==== Document extract

In "Rickfending Your Mort", Morty is revealed to have begun casually dating Jessica again.

===The Anime===

In "A Pain in the Back", while mourning the death of his new girlfriend Elle, Morty inadvertently gets his mind trapped in an alternate reality where Elle didn't die, moving at faster speed than his own, with Morty proceeding to marry Elle and have a daughter with her, Maria (who becomes a famous violinist), while also considering an offer to have an affair with a man named Frank he once inspired. On dying as an adult in this dimension, Morty's mind is transported back into his teenage self.

===Comic series===

Morty Prime appears as a main character in several Oni Press Rick and Morty comic series story arcs, as well as the spin-off series Rick and Morty Presents and various limited series; in Rick and Morty vs. Cthulhu, Morty sleeps with Cthulhu's daughter Cathy and has a third son, Thoolie.

========

## Exercise aim
Copy everything in the Morty excerpt from "Morty Prime appears" down to "third son, Thoolie.", word for word. The lines after this point come from a source unrelated to the Morty excerpt.

==== Extracted information

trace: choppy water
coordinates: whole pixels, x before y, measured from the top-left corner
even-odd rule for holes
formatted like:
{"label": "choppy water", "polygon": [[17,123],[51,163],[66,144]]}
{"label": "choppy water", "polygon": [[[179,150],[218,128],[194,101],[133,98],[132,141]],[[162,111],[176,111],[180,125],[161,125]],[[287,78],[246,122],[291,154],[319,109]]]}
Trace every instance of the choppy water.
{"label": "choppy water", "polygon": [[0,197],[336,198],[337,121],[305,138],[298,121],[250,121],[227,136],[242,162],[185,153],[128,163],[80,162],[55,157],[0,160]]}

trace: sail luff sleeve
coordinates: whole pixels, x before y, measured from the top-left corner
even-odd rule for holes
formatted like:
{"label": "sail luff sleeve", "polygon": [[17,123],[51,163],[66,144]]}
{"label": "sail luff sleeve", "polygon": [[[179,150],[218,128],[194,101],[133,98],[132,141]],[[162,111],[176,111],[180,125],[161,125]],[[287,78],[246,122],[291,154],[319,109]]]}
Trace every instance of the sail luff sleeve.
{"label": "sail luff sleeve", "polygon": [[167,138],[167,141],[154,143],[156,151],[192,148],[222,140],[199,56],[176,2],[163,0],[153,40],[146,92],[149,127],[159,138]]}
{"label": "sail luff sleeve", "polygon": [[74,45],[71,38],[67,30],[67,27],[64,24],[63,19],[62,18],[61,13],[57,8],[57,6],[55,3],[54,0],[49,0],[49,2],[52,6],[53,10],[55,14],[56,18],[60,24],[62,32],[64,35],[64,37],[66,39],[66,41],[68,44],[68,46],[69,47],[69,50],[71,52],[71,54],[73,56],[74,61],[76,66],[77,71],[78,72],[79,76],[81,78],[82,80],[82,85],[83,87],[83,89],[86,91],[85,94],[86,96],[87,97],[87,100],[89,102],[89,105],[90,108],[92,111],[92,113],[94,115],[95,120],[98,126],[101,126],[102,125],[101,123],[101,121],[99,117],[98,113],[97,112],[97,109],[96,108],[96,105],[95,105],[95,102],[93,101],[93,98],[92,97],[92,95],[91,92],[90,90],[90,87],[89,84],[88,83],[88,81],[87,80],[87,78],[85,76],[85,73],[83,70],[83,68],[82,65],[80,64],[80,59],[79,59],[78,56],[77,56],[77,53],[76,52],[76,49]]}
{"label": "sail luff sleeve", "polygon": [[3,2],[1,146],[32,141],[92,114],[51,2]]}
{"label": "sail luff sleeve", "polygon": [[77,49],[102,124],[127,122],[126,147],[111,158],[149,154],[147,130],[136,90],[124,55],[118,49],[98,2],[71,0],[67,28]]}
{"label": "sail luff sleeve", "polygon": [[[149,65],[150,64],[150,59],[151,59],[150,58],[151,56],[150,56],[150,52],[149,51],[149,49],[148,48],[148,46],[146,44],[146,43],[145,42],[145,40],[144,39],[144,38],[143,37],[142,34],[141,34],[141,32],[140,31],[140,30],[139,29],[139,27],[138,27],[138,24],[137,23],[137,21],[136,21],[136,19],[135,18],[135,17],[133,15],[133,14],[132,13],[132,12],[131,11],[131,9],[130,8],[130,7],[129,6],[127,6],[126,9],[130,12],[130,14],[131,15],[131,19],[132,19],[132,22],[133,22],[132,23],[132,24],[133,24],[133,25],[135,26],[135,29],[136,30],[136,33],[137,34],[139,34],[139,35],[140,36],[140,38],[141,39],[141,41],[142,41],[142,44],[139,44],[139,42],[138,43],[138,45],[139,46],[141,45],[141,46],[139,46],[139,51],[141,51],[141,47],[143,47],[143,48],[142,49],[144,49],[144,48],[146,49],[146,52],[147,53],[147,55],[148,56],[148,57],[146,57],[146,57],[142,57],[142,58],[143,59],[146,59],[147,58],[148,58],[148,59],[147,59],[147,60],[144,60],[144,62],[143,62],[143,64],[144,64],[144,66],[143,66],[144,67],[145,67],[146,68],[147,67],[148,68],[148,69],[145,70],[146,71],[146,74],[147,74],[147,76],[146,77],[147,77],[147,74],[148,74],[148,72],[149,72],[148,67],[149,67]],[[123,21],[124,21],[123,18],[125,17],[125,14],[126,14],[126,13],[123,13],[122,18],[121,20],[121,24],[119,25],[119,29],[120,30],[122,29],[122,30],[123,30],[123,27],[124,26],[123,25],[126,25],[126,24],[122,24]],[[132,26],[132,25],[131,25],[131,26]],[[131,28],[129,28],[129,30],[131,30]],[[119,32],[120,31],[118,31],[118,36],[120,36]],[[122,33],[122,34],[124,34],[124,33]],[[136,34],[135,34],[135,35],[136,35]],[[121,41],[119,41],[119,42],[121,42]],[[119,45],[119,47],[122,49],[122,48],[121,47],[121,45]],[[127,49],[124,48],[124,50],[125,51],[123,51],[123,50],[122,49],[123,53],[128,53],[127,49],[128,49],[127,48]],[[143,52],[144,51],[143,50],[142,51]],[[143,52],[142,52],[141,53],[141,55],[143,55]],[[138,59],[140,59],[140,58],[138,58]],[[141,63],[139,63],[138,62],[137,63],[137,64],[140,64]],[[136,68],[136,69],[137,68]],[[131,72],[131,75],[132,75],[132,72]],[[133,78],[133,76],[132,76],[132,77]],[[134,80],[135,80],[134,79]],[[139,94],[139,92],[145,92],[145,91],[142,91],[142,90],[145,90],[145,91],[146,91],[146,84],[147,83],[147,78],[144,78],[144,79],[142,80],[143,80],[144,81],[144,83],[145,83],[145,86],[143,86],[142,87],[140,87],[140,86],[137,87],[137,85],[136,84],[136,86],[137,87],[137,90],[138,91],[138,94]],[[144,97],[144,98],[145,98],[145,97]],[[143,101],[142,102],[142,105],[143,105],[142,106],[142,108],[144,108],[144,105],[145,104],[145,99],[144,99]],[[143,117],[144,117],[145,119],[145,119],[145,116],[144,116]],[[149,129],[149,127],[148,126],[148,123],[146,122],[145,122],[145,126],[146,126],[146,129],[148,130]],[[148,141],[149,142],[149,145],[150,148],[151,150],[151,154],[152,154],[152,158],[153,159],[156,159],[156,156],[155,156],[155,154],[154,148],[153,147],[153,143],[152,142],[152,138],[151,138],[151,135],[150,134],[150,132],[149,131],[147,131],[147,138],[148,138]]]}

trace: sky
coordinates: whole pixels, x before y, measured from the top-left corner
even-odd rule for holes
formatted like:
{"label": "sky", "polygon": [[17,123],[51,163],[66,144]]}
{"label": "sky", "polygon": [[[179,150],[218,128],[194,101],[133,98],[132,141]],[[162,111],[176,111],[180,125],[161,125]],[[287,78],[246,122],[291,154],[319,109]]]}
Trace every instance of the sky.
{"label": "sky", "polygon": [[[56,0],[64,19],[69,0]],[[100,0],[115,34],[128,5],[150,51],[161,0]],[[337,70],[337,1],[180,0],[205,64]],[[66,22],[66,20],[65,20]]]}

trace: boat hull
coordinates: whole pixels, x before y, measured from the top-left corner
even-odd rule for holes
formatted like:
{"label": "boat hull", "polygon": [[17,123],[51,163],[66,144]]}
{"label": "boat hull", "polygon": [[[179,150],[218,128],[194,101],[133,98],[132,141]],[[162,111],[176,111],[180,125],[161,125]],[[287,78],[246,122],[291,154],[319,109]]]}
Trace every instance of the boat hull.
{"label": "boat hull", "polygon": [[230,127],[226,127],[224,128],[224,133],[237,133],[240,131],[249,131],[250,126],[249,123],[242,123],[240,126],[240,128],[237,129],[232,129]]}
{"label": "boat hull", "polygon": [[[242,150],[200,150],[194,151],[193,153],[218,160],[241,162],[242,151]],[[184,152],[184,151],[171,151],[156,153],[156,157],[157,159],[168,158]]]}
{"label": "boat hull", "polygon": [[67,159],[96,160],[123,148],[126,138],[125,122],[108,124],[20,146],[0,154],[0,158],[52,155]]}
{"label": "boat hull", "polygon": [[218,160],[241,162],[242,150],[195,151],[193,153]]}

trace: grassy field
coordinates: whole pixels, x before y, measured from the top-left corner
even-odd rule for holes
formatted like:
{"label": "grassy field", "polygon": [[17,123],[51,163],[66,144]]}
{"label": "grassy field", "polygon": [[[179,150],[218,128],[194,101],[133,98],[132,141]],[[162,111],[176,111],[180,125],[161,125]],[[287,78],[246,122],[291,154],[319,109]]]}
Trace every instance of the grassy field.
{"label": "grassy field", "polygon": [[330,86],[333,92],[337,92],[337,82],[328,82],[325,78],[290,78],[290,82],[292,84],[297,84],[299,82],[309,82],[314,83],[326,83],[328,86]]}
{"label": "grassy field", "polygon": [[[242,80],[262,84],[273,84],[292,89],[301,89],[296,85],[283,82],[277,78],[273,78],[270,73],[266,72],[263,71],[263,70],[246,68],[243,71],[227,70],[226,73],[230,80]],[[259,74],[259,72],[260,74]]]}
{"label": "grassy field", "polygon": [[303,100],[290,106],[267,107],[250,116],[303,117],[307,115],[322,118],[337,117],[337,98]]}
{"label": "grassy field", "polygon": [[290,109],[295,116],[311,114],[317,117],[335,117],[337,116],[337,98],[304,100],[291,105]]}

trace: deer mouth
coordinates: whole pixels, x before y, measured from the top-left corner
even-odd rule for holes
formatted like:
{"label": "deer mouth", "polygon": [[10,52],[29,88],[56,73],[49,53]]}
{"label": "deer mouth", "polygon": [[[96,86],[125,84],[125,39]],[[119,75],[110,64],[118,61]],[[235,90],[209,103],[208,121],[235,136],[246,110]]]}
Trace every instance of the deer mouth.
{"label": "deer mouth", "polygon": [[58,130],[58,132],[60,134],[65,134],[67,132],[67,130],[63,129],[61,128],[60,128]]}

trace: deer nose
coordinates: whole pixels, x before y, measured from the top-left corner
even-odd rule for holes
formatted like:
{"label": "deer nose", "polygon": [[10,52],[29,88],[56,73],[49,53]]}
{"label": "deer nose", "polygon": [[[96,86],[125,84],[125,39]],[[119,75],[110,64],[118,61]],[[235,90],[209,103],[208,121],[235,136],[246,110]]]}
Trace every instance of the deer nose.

========

## Answer
Morty Prime appears as a main character in several Oni Press Rick and Morty comic series story arcs, as well as the spin-off series Rick and Morty Presents and various limited series; in Rick and Morty vs. Cthulhu, Morty sleeps with Cthulhu's daughter Cathy and has a third son, Thoolie.